__Work to complete__
1. Reproduce the encoding walkthrough starting at "Necessarily, your correct" and ending at "( Ctrl + S )", substituting "Windows-1252" for each occurrence of "Windows-1250".
2. Pull out every line of the rows below that contains the word "distant".

__Supplied passage__
>>>
Note that, in this table, the ◊ character means that the character is not defined for the corresponding encoding !

Open a new N++ tab ( Ctrl + N )
Run the command Encoding > Convert to UTF-8-BOM ( IMPORTANT )
Paste the clipboard contents in that new tab ( Ctrl + V )
Save this file as Windows_European_Encodings.txt
From the first word, not correctly displayed of your ANSI file ( le¿y in @nightznero’s text ), select the wrong character ( ¿ )
Open the Find dialog ( Ctrl + F )
Tick the March case and the Wrap around options
Select the Normal search mode
Switch back to the Windows_European_Encodings.txt file, that we just created
Click on the Find Next button

=> The caret should be on the line :

|   BF   |    ż    |    ї    |    ¿    |    Ώ    |    ¿    |    æ    |    ¿    |

Necessarily, your correct character, instead of the ¿ char, must be found within that line !

And @nightznero would have easily detected that the right character was ż, forming the word leży ! Now, as the ż belongs to the Windows-1250 encoding :

Select the command Encoding > Character Sets > Central European > Windows-1250

=> All the text seems, now, completely readable ;-))

So, encode this file with the UTF-8 encoding, running one of these two commands :
- Encoding > Convert to UTF-8
- Encoding > Convert to UTF-8-BOM
Save the changed contents ( Ctrl + S )

Note that we could have searched for other characters, listed below, which are accentuated characters from @nightznero’s text :

    •--------•---------•      •---------•
    |  Code  | Win1252 |      | Win1250 |
    •--------•---------•      •---------•
    |   8C   |    Œ    |      |    Ś    |
    |   9C   |    œ    |      |    ś    |
    |   9F   |    Ÿ    |      |    ź    |
    |   A3   |    £    |      |    Ł    |
    |   A5   |    ¥    |      |    Ą    |
    |   AF   |    ¯    |      |    Ż    |
    |   B3   |    ³    |  =>  |    ł    |
    |   B9   |    ¹    |      |    ą    |
    |   BF   |    ¿    |      |    ż    |
    |   C6   |    Æ    |      |    Ć    |
    |   E6   |    æ    |      |    ć    |
    |   EA   |    ê    |      |    ę    |
    |   F1   |    ñ    |      |    ń    |
    •--------•---------•      •---------•

BTW, I found out a character which is different in all the different Windows-125# Windows encodings. This is the ANSI char \x{de}. To write it, simply hold down the Alt key and hit, successively, the keys 0, 2, 2 and 2, from the numeric keypad !
<<<
Pointing rows
>>>
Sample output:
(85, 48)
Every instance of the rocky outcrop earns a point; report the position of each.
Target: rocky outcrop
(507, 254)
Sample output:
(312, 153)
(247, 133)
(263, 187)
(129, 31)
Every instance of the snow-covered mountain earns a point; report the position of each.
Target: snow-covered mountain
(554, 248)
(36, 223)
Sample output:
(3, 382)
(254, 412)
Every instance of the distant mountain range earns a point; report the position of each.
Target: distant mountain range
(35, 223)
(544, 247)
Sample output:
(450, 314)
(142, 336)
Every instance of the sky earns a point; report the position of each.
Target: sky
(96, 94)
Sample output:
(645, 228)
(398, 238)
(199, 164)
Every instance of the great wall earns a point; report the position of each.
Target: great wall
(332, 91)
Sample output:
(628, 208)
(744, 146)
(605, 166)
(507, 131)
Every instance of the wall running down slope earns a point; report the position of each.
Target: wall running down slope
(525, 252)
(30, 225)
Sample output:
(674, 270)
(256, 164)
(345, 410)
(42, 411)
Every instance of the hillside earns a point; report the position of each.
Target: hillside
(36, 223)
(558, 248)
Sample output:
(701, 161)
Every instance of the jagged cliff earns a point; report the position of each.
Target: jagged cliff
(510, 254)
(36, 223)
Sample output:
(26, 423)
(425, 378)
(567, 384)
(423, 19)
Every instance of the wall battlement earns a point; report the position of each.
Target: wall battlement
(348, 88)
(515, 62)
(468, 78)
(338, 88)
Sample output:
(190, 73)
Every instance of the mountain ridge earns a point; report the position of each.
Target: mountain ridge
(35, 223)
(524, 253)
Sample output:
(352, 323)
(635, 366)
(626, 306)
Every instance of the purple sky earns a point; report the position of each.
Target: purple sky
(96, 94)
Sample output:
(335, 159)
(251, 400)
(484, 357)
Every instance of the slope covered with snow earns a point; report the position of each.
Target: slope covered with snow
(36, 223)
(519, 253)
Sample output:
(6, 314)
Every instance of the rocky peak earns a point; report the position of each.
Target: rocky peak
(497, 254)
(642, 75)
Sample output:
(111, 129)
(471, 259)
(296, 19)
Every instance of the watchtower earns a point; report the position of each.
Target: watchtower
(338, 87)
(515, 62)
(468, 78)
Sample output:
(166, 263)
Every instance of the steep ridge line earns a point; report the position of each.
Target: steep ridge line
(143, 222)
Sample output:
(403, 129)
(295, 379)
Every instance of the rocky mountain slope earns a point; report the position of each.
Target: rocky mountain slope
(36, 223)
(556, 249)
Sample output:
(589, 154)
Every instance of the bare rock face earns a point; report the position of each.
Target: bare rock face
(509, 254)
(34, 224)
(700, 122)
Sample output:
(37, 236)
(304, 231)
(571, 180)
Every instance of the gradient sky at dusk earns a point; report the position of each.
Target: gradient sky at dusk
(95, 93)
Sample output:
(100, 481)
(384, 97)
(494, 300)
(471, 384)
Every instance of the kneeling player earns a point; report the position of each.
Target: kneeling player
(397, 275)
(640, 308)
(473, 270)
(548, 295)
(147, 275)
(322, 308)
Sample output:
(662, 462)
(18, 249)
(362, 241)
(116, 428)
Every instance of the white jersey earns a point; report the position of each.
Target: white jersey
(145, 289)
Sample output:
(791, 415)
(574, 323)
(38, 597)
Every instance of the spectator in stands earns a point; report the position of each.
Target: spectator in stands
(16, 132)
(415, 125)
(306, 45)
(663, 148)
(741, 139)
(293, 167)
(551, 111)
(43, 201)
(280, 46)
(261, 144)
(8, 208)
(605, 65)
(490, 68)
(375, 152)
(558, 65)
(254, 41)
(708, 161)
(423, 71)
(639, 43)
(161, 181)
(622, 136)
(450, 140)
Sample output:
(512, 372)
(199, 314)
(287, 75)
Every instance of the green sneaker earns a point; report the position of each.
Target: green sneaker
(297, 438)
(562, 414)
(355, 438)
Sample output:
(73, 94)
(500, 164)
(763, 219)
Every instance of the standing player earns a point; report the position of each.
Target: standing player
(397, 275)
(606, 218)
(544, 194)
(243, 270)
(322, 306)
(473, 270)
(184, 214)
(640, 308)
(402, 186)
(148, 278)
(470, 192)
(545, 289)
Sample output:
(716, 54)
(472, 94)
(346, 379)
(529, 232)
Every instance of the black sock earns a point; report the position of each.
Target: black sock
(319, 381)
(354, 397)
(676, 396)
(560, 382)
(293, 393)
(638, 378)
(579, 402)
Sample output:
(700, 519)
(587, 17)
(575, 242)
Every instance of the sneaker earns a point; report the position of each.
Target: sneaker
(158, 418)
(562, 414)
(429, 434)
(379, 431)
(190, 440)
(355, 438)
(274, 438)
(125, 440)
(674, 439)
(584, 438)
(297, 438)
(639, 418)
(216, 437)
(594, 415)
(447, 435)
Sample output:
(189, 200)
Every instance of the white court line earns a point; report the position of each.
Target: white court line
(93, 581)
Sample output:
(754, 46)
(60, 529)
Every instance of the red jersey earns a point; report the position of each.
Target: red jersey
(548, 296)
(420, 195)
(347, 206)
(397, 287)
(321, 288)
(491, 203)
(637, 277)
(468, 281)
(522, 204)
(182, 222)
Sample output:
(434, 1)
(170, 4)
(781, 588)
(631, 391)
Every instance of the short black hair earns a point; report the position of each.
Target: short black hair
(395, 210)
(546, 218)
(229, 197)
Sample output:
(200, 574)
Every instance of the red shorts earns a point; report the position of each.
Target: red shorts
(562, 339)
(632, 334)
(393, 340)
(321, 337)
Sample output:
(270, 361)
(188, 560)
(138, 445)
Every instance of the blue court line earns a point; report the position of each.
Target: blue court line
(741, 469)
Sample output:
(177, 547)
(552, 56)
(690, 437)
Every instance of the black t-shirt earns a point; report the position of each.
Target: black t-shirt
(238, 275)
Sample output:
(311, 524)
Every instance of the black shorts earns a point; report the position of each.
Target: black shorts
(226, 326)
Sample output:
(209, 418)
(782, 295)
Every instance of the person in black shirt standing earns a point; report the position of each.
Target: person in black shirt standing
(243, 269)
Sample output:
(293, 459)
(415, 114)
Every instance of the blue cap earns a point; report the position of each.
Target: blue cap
<<<
__Full answers__
1.
Necessarily, your correct character, instead of the ¿ char, must be found within that line !

And @nightznero would have easily detected that the right character was ż, forming the word leży ! Now, as the ż belongs to the Windows-1252 encoding :

Select the command Encoding > Character Sets > Central European > Windows-1252

=> All the text seems, now, completely readable ;-))

So, encode this file with the UTF-8 encoding, running one of these two commands :
- Encoding > Convert to UTF-8
- Encoding > Convert to UTF-8-BOM
Save the changed contents ( Ctrl + S )

2.
Every instance of the distant mountain range earns a point; report the position of each.
Target: distant mountain range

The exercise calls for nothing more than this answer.